TRY IT | Could you rewrite the drop-ins thread, starting with "I never eat" and going on through "or stolen vehicle.", with "locked" replaced by "secured" each time it appears?

━━ SUPPLIED PASSAGE ━━

# Drop-ins (unannounced visits)



## applecruncher (Aug 19, 2019)

Remember when people just showed up/dropped in for a visit, without calling? Heck, I used to do it and plenty did it to me. "Just stopped by to see how you're doin' "There was a time when it was very common.  Sometimes people would show up with their entire family.  It was rare for anyone to say "We can't have company right now, we're getting ready to eat dinner".  My parents often took us to visit people without calling, and people (usually relatives) did the same to us.

Things changed......now I would be very displeased.  No excuse for not calling or texting in advance! People might be in the bathroom, eating dinner, in the middle of a disagreement, asleep, 'busy', getting ready to go out, ......whatever.  It's very poor manners to just "show up".


----------



## treeguy64 (Aug 19, 2019)

I never eat dinner, in the bathroom!


----------



## hypochondriac (Aug 19, 2019)

This is so true. When it stopped occurring Im not exactly sure. The ninetees? As kids we walked in and out of each others houses like they were extensions of our own. My parents were especially welcoming though. Our house was like a drop in coffee shop/backpackers hostel. Parents didn't seem to mind. They loved people. "lets sit down and have a cuppa" mentality. And...being a small town, we never locked the house., Amazing when I think about it. I never locked my car either. We never suffered a robbery or stolen vehicle.


----------



## Sassycakes (Aug 19, 2019)

I lived in the City most of my life until about a year ago. I had many Aunts and Uncles and cousins that all lived close to where I did and I had company all the time and no one ever called first. I didn't mind it in my early years but I wouldn't want it to be that way now. I enjoy my privacy and am not always in the mood for uninvited people.


----------



## Keesha (Aug 19, 2019)

Yes but now nobody just drops by on me. 
They know better.


----------



## Liberty (Aug 19, 2019)

Keesha said:


> Yes but now nobody just drops by on me.
> They know better.


Keesha, son always wants to have a crowd present when we come to visit. Its like we are famous old rock stars! Hubby hates that.  More than two or three people are way too many in his book.  We keep telling son that but he just doesn't get it. So, we don't drop in on him nor encourage him to drop in on us...of course we live out of state so he is forced to check first...lol.


----------



## Keesha (Aug 19, 2019)

Liberty said:


> Keesha, son always wants to have a crowd present when we come to visit. Its like we are famous old rock stars! Hubby hates that.  More than two or three people are way too many in his book.  We keep telling son that but he just doesn't get it. So, we don't drop in on him nor encourage him to drop in on us...of course we live out of state so he is forced to check first...lol.


Totally get it. After traveling half way across the country by car to visit the in-laws, we were completely exhausted and asked for time to recoup without visitors. Nope. I still had a bath and went to bed though. I’m not good at that pretending stuff.so refused to do it


----------



## win231 (Aug 19, 2019)

━━━
━━ PROVIDED DATA ━━

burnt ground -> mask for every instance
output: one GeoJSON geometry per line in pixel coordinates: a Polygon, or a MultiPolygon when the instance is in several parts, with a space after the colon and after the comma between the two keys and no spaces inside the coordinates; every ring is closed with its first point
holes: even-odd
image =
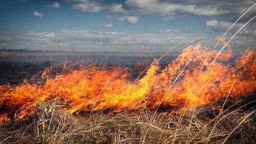
{"type": "MultiPolygon", "coordinates": [[[[162,53],[86,53],[65,51],[0,50],[0,85],[7,83],[18,84],[28,79],[54,64],[67,64],[77,61],[83,64],[102,66],[124,66],[132,71],[136,77],[140,72],[161,56],[162,53]],[[139,67],[136,67],[140,63],[139,67]]],[[[170,63],[177,53],[166,55],[161,62],[163,67],[170,63]]],[[[35,78],[36,78],[36,77],[35,78]]],[[[38,77],[39,78],[39,76],[38,77]]]]}

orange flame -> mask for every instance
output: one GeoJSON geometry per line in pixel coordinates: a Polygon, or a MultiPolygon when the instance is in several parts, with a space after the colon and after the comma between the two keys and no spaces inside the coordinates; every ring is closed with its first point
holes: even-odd
{"type": "Polygon", "coordinates": [[[200,44],[189,46],[163,69],[155,61],[134,83],[127,80],[127,70],[121,68],[100,69],[76,63],[54,77],[48,75],[51,68],[43,73],[45,81],[25,82],[8,93],[10,84],[0,86],[0,93],[6,93],[0,97],[0,121],[26,119],[34,112],[37,102],[56,97],[70,104],[65,109],[70,113],[104,109],[112,112],[145,107],[155,110],[160,106],[178,109],[215,103],[226,96],[235,78],[230,97],[252,94],[256,86],[255,53],[247,50],[232,64],[232,51],[227,47],[212,64],[217,51],[200,44]]]}

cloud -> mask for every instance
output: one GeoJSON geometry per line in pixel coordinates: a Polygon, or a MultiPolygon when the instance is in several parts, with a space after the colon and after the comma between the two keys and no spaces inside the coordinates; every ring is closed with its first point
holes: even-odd
{"type": "Polygon", "coordinates": [[[253,4],[251,0],[126,0],[123,5],[112,6],[110,10],[125,15],[167,16],[176,13],[210,16],[241,13],[253,4]]]}
{"type": "Polygon", "coordinates": [[[131,24],[135,24],[139,21],[139,17],[135,16],[123,16],[118,18],[117,19],[119,21],[126,21],[131,24]]]}
{"type": "Polygon", "coordinates": [[[113,5],[110,7],[110,10],[116,13],[121,13],[123,11],[122,5],[121,4],[113,5]]]}
{"type": "Polygon", "coordinates": [[[72,6],[72,9],[82,12],[96,13],[100,12],[102,9],[100,5],[93,3],[79,3],[72,6]]]}
{"type": "Polygon", "coordinates": [[[42,13],[34,12],[33,14],[34,15],[34,16],[36,16],[36,17],[42,17],[42,13]]]}
{"type": "MultiPolygon", "coordinates": [[[[207,26],[211,27],[212,29],[218,32],[225,32],[233,24],[232,22],[218,21],[216,19],[211,19],[205,22],[207,26]]],[[[239,30],[244,25],[243,23],[238,23],[233,26],[231,31],[234,32],[239,30]]],[[[240,34],[244,35],[253,35],[256,36],[255,27],[256,23],[251,23],[248,24],[246,27],[244,27],[239,33],[240,34]]]]}
{"type": "Polygon", "coordinates": [[[49,8],[59,8],[60,6],[59,6],[59,3],[58,2],[55,2],[52,5],[49,5],[47,6],[49,8]]]}
{"type": "Polygon", "coordinates": [[[104,27],[112,27],[113,26],[113,25],[112,23],[109,23],[109,24],[106,24],[105,25],[104,25],[104,27]]]}

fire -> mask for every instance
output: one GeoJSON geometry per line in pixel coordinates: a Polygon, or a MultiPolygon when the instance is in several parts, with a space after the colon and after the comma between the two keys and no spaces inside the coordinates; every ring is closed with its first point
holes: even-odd
{"type": "Polygon", "coordinates": [[[232,63],[228,46],[212,63],[217,53],[200,44],[189,46],[164,68],[157,61],[152,63],[135,82],[129,80],[129,71],[123,68],[101,69],[75,63],[53,77],[49,74],[50,68],[37,83],[25,81],[12,91],[9,84],[0,86],[0,122],[26,119],[34,113],[37,102],[56,97],[69,104],[64,109],[70,113],[113,112],[145,107],[169,110],[215,103],[226,97],[234,79],[230,97],[238,99],[253,93],[255,52],[247,50],[232,63]]]}

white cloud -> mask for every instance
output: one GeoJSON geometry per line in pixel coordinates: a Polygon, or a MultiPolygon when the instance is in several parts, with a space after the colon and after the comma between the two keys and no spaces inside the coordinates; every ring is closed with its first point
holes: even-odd
{"type": "Polygon", "coordinates": [[[33,14],[34,15],[34,16],[39,17],[42,17],[42,13],[34,12],[33,14]]]}
{"type": "Polygon", "coordinates": [[[73,5],[72,8],[84,12],[99,12],[102,9],[100,5],[95,3],[78,3],[73,5]]]}
{"type": "Polygon", "coordinates": [[[47,6],[49,8],[59,8],[60,6],[58,2],[55,2],[52,5],[49,5],[47,6]]]}
{"type": "MultiPolygon", "coordinates": [[[[219,32],[225,32],[229,27],[233,24],[232,22],[218,21],[216,19],[211,19],[207,20],[205,22],[207,26],[211,27],[215,31],[219,32]]],[[[243,26],[243,23],[238,23],[233,26],[231,31],[234,31],[238,30],[239,28],[243,26]]],[[[254,28],[256,26],[256,23],[252,23],[246,25],[243,30],[239,33],[240,34],[243,35],[252,35],[256,36],[256,30],[254,28]]]]}
{"type": "Polygon", "coordinates": [[[112,23],[108,23],[108,24],[105,24],[105,25],[104,25],[104,27],[112,27],[113,26],[113,24],[112,23]]]}
{"type": "Polygon", "coordinates": [[[123,5],[117,4],[111,10],[112,12],[133,15],[168,15],[178,12],[200,15],[214,16],[224,14],[228,12],[210,5],[184,5],[186,3],[174,3],[160,0],[127,0],[123,5]]]}
{"type": "Polygon", "coordinates": [[[167,16],[172,13],[207,16],[236,15],[253,4],[252,0],[126,0],[123,5],[114,5],[110,10],[113,12],[133,15],[167,16]]]}
{"type": "Polygon", "coordinates": [[[122,5],[117,4],[114,5],[111,7],[110,10],[111,11],[116,13],[121,13],[123,11],[123,8],[122,8],[122,5]]]}
{"type": "Polygon", "coordinates": [[[123,16],[118,18],[117,19],[119,21],[126,21],[131,24],[135,24],[139,21],[139,17],[135,16],[123,16]]]}

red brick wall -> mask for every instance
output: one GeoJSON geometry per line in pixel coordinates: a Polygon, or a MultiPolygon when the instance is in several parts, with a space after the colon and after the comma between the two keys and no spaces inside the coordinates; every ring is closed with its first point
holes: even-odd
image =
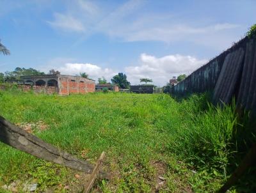
{"type": "Polygon", "coordinates": [[[86,93],[95,92],[95,83],[86,79],[77,77],[72,81],[70,78],[62,77],[60,79],[60,95],[67,95],[70,93],[86,93]]]}

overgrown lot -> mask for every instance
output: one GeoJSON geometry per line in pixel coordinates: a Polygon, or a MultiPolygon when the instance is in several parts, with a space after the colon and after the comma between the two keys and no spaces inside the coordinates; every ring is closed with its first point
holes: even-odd
{"type": "MultiPolygon", "coordinates": [[[[164,94],[1,91],[0,114],[92,164],[105,151],[113,179],[97,181],[95,192],[212,192],[226,179],[237,124],[232,106],[213,107],[205,95],[178,102],[164,94]]],[[[66,192],[83,183],[81,173],[3,143],[0,155],[0,187],[19,180],[19,192],[36,183],[37,192],[66,192]]]]}

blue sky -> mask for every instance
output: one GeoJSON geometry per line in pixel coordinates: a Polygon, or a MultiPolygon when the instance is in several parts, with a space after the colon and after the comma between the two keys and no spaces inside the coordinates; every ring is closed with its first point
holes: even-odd
{"type": "Polygon", "coordinates": [[[0,0],[0,72],[17,66],[164,85],[255,23],[256,1],[0,0]]]}

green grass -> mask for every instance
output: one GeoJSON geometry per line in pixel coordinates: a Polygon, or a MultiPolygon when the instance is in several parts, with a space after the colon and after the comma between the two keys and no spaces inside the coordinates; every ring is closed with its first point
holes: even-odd
{"type": "MultiPolygon", "coordinates": [[[[232,105],[216,108],[205,95],[178,102],[164,94],[1,91],[0,114],[15,124],[43,121],[48,128],[34,134],[91,163],[106,151],[103,167],[113,178],[94,187],[104,192],[153,192],[158,175],[166,178],[161,192],[216,190],[237,125],[232,105]]],[[[71,169],[3,143],[0,153],[0,187],[17,179],[38,183],[38,191],[70,183],[71,169]]]]}

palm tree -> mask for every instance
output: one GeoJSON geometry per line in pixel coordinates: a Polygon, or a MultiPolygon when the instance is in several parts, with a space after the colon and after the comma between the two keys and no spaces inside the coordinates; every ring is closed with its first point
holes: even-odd
{"type": "MultiPolygon", "coordinates": [[[[0,40],[1,41],[1,40],[0,40]]],[[[10,55],[10,52],[6,47],[0,42],[0,52],[2,52],[4,55],[10,55]]]]}

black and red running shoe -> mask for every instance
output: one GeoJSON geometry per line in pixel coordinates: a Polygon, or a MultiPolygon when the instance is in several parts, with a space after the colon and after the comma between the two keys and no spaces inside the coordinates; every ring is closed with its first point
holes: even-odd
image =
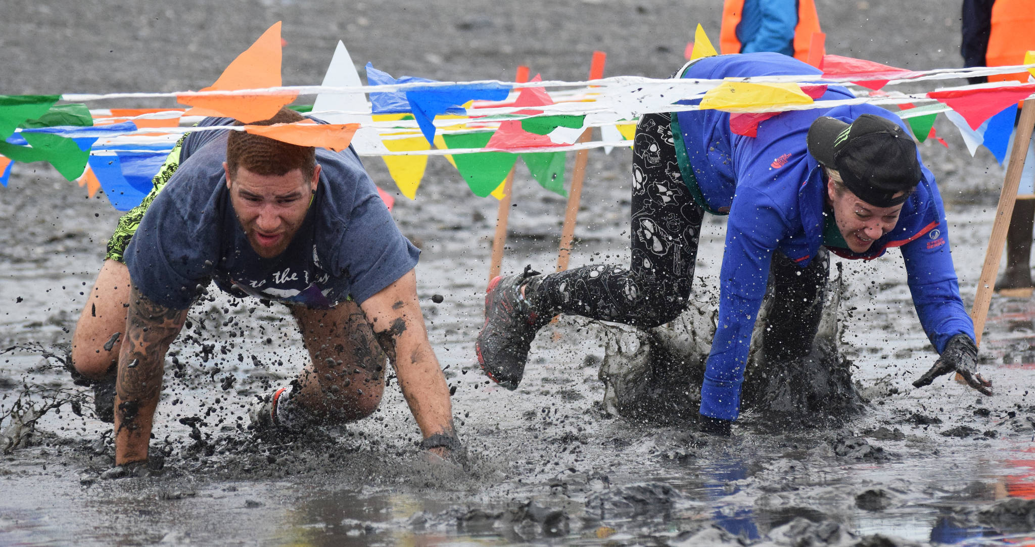
{"type": "Polygon", "coordinates": [[[521,297],[522,284],[536,275],[539,272],[529,266],[519,274],[496,276],[485,292],[485,325],[475,339],[474,350],[485,374],[508,390],[518,388],[525,375],[532,339],[552,318],[536,313],[521,297]]]}

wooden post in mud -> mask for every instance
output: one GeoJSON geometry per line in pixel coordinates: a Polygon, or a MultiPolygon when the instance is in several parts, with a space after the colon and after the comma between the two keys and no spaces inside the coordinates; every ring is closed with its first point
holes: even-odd
{"type": "Polygon", "coordinates": [[[500,199],[500,206],[496,210],[496,237],[493,238],[493,262],[489,266],[489,280],[492,281],[500,275],[500,265],[503,264],[503,247],[507,244],[507,220],[510,217],[510,187],[514,181],[514,169],[510,168],[507,178],[503,179],[503,197],[500,199]]]}
{"type": "MultiPolygon", "coordinates": [[[[528,82],[528,71],[527,66],[519,66],[514,82],[519,84],[528,82]]],[[[493,238],[493,259],[489,265],[490,281],[500,275],[500,266],[503,264],[503,247],[507,244],[507,220],[510,218],[510,188],[513,185],[516,168],[518,163],[514,162],[507,178],[503,179],[503,197],[500,199],[500,205],[496,209],[496,236],[493,238]]]]}
{"type": "MultiPolygon", "coordinates": [[[[984,253],[984,266],[981,268],[981,278],[974,295],[974,307],[971,308],[971,320],[974,321],[975,343],[981,344],[981,331],[984,330],[984,320],[988,315],[988,305],[992,303],[992,292],[996,284],[996,274],[999,273],[999,260],[1003,255],[1003,245],[1006,244],[1006,232],[1013,215],[1013,204],[1017,199],[1017,186],[1021,184],[1021,172],[1025,169],[1025,156],[1028,155],[1028,144],[1032,130],[1035,129],[1035,99],[1026,99],[1021,105],[1021,120],[1017,122],[1013,136],[1013,150],[1010,151],[1010,162],[1006,166],[1006,178],[1003,189],[999,193],[999,207],[996,209],[996,221],[992,226],[992,238],[988,249],[984,253]]],[[[959,374],[956,374],[959,378],[959,374]]]]}
{"type": "MultiPolygon", "coordinates": [[[[603,63],[608,56],[603,52],[593,52],[593,60],[590,63],[589,79],[600,80],[603,78],[603,63]]],[[[579,143],[586,143],[593,135],[593,128],[587,127],[579,138],[579,143]]],[[[568,206],[564,210],[564,225],[561,227],[561,248],[557,254],[557,271],[562,272],[568,269],[568,261],[571,259],[571,240],[575,234],[575,217],[579,215],[579,202],[582,200],[582,183],[586,177],[586,162],[589,160],[589,151],[580,150],[575,153],[574,171],[571,172],[571,188],[568,190],[568,206]]]]}

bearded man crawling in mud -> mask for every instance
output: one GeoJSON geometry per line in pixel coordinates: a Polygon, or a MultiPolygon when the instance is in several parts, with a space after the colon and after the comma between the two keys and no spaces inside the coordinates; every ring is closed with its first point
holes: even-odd
{"type": "MultiPolygon", "coordinates": [[[[773,53],[708,57],[677,72],[707,80],[820,73],[773,53]]],[[[851,98],[848,89],[828,86],[818,100],[851,98]]],[[[632,154],[631,266],[550,275],[526,269],[493,279],[475,344],[492,379],[515,389],[536,331],[559,313],[641,328],[675,320],[687,305],[707,211],[729,215],[729,222],[717,329],[701,387],[703,431],[729,435],[738,417],[770,274],[769,316],[779,321],[763,334],[765,360],[780,363],[808,351],[828,250],[871,260],[899,247],[920,324],[941,354],[914,386],[958,372],[992,394],[992,383],[976,371],[974,326],[959,298],[935,178],[896,116],[869,104],[785,112],[761,121],[751,136],[734,132],[730,114],[716,110],[647,114],[632,154]]]]}
{"type": "MultiPolygon", "coordinates": [[[[285,109],[258,124],[302,119],[285,109]]],[[[199,126],[234,123],[207,118],[199,126]]],[[[289,387],[255,405],[258,428],[297,431],[371,415],[387,356],[421,447],[461,454],[417,302],[419,251],[355,151],[195,130],[154,182],[119,221],[72,337],[73,375],[94,385],[98,416],[114,421],[116,465],[146,462],[166,352],[210,280],[235,297],[287,304],[312,357],[289,387]]]]}

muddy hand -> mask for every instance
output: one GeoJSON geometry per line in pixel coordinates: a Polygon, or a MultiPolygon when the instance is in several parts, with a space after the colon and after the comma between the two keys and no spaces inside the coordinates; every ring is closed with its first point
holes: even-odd
{"type": "Polygon", "coordinates": [[[966,334],[957,334],[949,339],[942,357],[935,362],[930,370],[913,383],[913,387],[928,386],[936,377],[949,372],[958,372],[970,387],[985,395],[992,395],[992,382],[977,373],[977,346],[966,334]]]}

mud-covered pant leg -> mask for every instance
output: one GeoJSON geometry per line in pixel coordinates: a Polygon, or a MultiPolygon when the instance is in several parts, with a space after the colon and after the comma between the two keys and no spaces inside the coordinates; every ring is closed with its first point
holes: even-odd
{"type": "Polygon", "coordinates": [[[830,254],[820,247],[808,266],[801,268],[783,253],[773,253],[769,268],[772,300],[762,336],[768,362],[808,355],[819,330],[830,275],[830,254]]]}
{"type": "Polygon", "coordinates": [[[669,114],[645,115],[637,126],[631,186],[630,267],[546,275],[534,291],[540,309],[650,328],[686,307],[704,210],[683,183],[669,114]]]}

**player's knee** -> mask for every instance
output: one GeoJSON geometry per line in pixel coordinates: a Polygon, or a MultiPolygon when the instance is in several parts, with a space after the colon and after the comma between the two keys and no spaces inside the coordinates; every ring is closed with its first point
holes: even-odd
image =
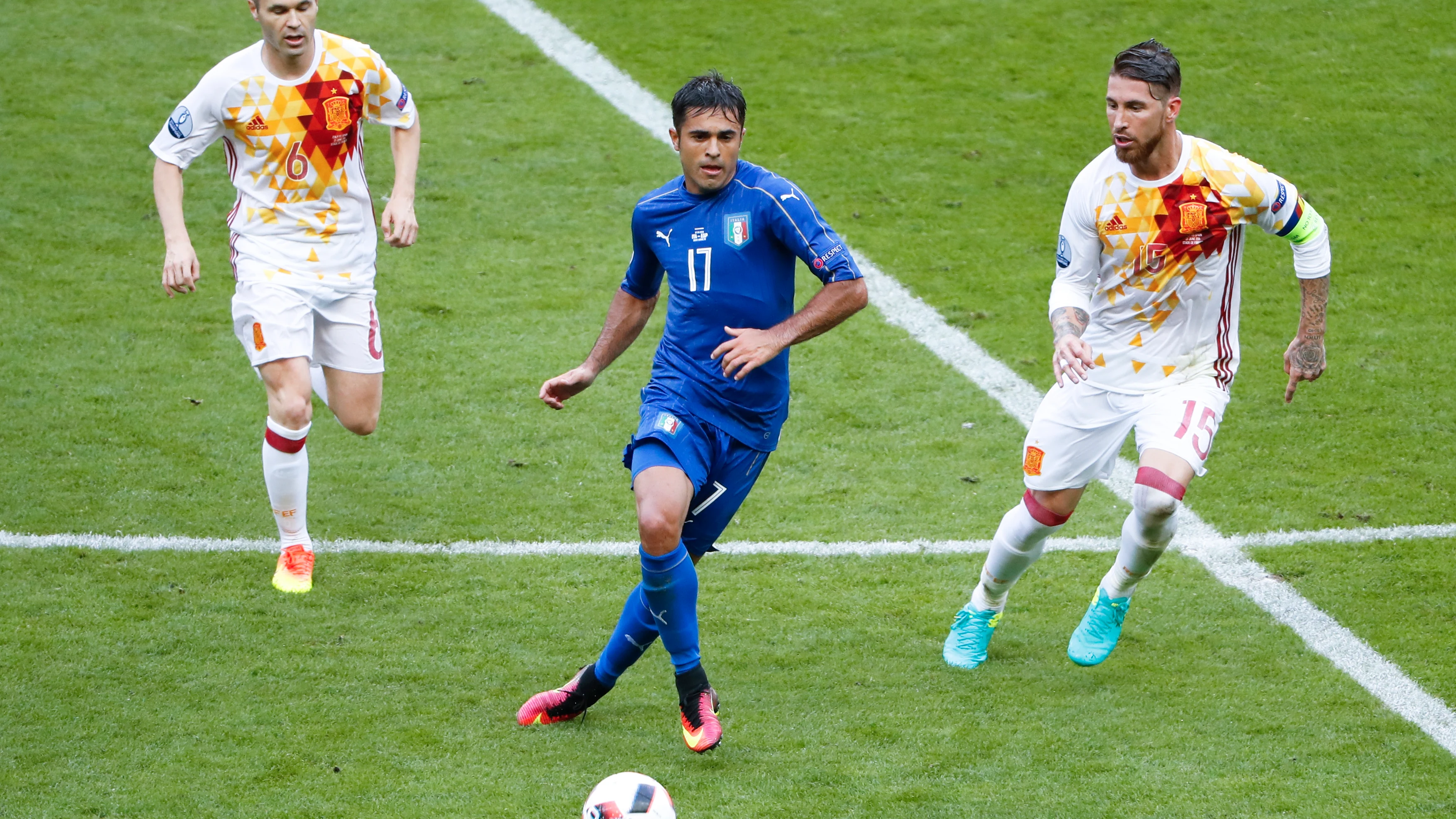
{"type": "Polygon", "coordinates": [[[373,435],[374,431],[379,429],[377,415],[341,418],[339,422],[344,425],[344,429],[348,429],[354,435],[373,435]]]}
{"type": "Polygon", "coordinates": [[[638,512],[638,534],[642,535],[644,546],[667,546],[673,548],[683,537],[683,522],[668,515],[664,509],[642,509],[638,512]]]}
{"type": "Polygon", "coordinates": [[[288,429],[303,429],[313,420],[313,401],[309,396],[281,396],[274,400],[268,413],[288,429]]]}
{"type": "Polygon", "coordinates": [[[1178,514],[1182,502],[1162,489],[1137,483],[1133,486],[1133,508],[1144,518],[1168,519],[1178,514]]]}

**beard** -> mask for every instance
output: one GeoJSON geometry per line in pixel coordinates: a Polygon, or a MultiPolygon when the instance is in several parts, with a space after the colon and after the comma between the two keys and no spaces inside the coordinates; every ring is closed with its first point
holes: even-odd
{"type": "Polygon", "coordinates": [[[1117,154],[1117,161],[1125,164],[1136,164],[1150,157],[1158,145],[1163,143],[1163,132],[1158,131],[1147,141],[1134,141],[1131,145],[1120,147],[1114,143],[1112,151],[1117,154]]]}

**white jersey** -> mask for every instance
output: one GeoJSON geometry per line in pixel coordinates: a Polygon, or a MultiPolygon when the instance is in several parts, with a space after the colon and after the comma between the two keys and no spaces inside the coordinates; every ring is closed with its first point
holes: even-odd
{"type": "Polygon", "coordinates": [[[415,102],[370,47],[314,32],[314,64],[297,80],[264,65],[262,41],[208,71],[151,141],[185,169],[223,138],[237,202],[233,276],[370,291],[374,205],[361,121],[415,124],[415,102]]]}
{"type": "Polygon", "coordinates": [[[1294,273],[1329,273],[1324,220],[1287,180],[1207,140],[1178,134],[1163,179],[1139,179],[1102,151],[1072,183],[1057,241],[1051,311],[1086,310],[1089,381],[1147,393],[1239,368],[1243,227],[1294,246],[1294,273]]]}

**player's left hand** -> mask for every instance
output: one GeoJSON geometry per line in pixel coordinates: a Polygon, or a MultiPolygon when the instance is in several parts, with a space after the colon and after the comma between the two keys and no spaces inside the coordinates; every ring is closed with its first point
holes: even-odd
{"type": "Polygon", "coordinates": [[[770,330],[753,327],[724,327],[724,330],[732,337],[718,345],[712,359],[718,361],[722,356],[724,375],[732,375],[734,381],[743,381],[744,375],[773,361],[773,356],[788,346],[770,330]],[[738,371],[737,375],[734,369],[738,371]]]}
{"type": "Polygon", "coordinates": [[[390,247],[409,247],[419,234],[419,221],[415,218],[414,199],[395,196],[384,205],[384,212],[379,217],[379,225],[384,230],[384,241],[390,247]]]}
{"type": "Polygon", "coordinates": [[[1325,374],[1325,339],[1294,336],[1284,351],[1284,372],[1289,372],[1289,385],[1284,387],[1287,404],[1294,400],[1300,381],[1313,381],[1325,374]]]}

━━━

SOLUTION TO THIS TASK |
I never eat dinner, in the bathroom!


----------



## hypochondriac (Aug 19, 2019)

This is so true. When it stopped occurring Im not exactly sure. The ninetees? As kids we walked in and out of each others houses like they were extensions of our own. My parents were especially welcoming though. Our house was like a drop in coffee shop/backpackers hostel. Parents didn't seem to mind. They loved people. "lets sit down and have a cuppa" mentality. And...being a small town, we never secured the house., Amazing when I think about it. I never secured my car either. We never suffered a robbery or stolen vehicle.